Task prompt: Gather every line in the entries below that contains the string "comma", treating uppercase and lowercase as different.

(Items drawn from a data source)
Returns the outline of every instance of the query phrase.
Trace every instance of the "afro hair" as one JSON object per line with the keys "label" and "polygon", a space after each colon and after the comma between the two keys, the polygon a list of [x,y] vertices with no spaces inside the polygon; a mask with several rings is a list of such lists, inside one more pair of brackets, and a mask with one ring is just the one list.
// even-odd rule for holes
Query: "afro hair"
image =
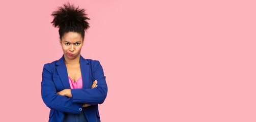
{"label": "afro hair", "polygon": [[54,27],[59,27],[59,34],[61,39],[62,36],[70,32],[81,34],[83,40],[84,37],[84,30],[89,27],[89,23],[87,21],[90,19],[87,17],[84,9],[76,8],[69,3],[64,4],[64,7],[59,7],[56,11],[51,14],[53,20],[51,22]]}

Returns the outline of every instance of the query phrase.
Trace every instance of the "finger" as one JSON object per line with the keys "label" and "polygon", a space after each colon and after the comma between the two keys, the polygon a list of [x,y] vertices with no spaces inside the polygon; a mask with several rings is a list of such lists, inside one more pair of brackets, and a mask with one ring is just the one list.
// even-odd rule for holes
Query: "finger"
{"label": "finger", "polygon": [[92,88],[94,88],[95,87],[95,85],[96,85],[96,83],[95,81],[94,81],[93,83],[93,85],[92,85]]}

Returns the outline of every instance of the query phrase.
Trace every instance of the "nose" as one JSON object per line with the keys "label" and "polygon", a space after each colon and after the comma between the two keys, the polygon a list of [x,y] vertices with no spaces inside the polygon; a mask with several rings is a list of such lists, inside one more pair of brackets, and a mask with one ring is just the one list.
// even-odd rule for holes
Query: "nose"
{"label": "nose", "polygon": [[71,45],[71,47],[70,47],[70,49],[69,49],[69,51],[73,52],[75,50],[75,48],[74,48],[74,45]]}

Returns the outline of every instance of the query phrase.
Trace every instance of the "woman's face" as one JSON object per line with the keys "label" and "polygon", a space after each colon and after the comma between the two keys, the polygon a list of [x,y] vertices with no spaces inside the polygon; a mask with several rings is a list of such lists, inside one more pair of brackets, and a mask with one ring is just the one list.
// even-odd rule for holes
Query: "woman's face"
{"label": "woman's face", "polygon": [[75,32],[66,33],[62,36],[62,39],[60,39],[64,57],[71,59],[80,56],[83,43],[81,35]]}

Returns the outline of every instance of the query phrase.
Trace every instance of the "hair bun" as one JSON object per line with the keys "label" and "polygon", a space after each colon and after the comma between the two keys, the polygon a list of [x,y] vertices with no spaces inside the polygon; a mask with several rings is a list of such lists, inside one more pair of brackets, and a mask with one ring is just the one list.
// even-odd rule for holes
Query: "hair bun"
{"label": "hair bun", "polygon": [[87,14],[84,13],[84,9],[79,9],[79,6],[75,8],[74,5],[69,3],[64,4],[64,7],[59,7],[58,10],[51,14],[53,20],[51,22],[55,27],[66,28],[69,27],[82,27],[87,30],[90,27],[89,23],[87,20]]}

Result below:
Trace every instance of the "afro hair" as one JSON object per line with the keys "label" and "polygon", a space after each colon and after the comma between the two keys, the polygon a list of [x,y] vertices with no spaces inside the polygon; a mask with several rings is a list of such lists, inside one more pair of brackets, and a mask with one ring is just the one list.
Trace every instance of the "finger" as one JSON object per line with the keys "label" and "polygon", a space after each colon and after the comma between the two keys, the polygon a list of [x,y] vertices with no spaces inside the polygon; a mask with several rings is a list of such lists, inside one more pair of brackets, and a mask with one ring is just the one list.
Trace every instance of the "nose" as one JSON object per line with the keys "label" and "polygon", a space after each colon and after the comma between the two keys, the polygon a list of [x,y] vertices with no spaces inside the polygon; a mask with several rings is a list of such lists, inside one more pair of brackets, and a mask with one ring is just the one list.
Trace every instance of the "woman's face" as one JSON object per line with the keys "label" and "polygon", a space after each colon and after the comma between the two keys, the polygon a list of [x,y] vertices with no spaces inside the polygon; a mask with several rings is a list of such lists, inside one more pair of brackets, and a mask with one ring is just the one list.
Trace every instance of the "hair bun" as one JSON object per line with the keys "label" and "polygon", a space after each colon and after the comma between the two keys, the polygon a list of [x,y] vertices with no spaces inside the polygon; a mask with several rings is a list of such lists, inside one more pair of brackets, and a mask with one ring is just the one list.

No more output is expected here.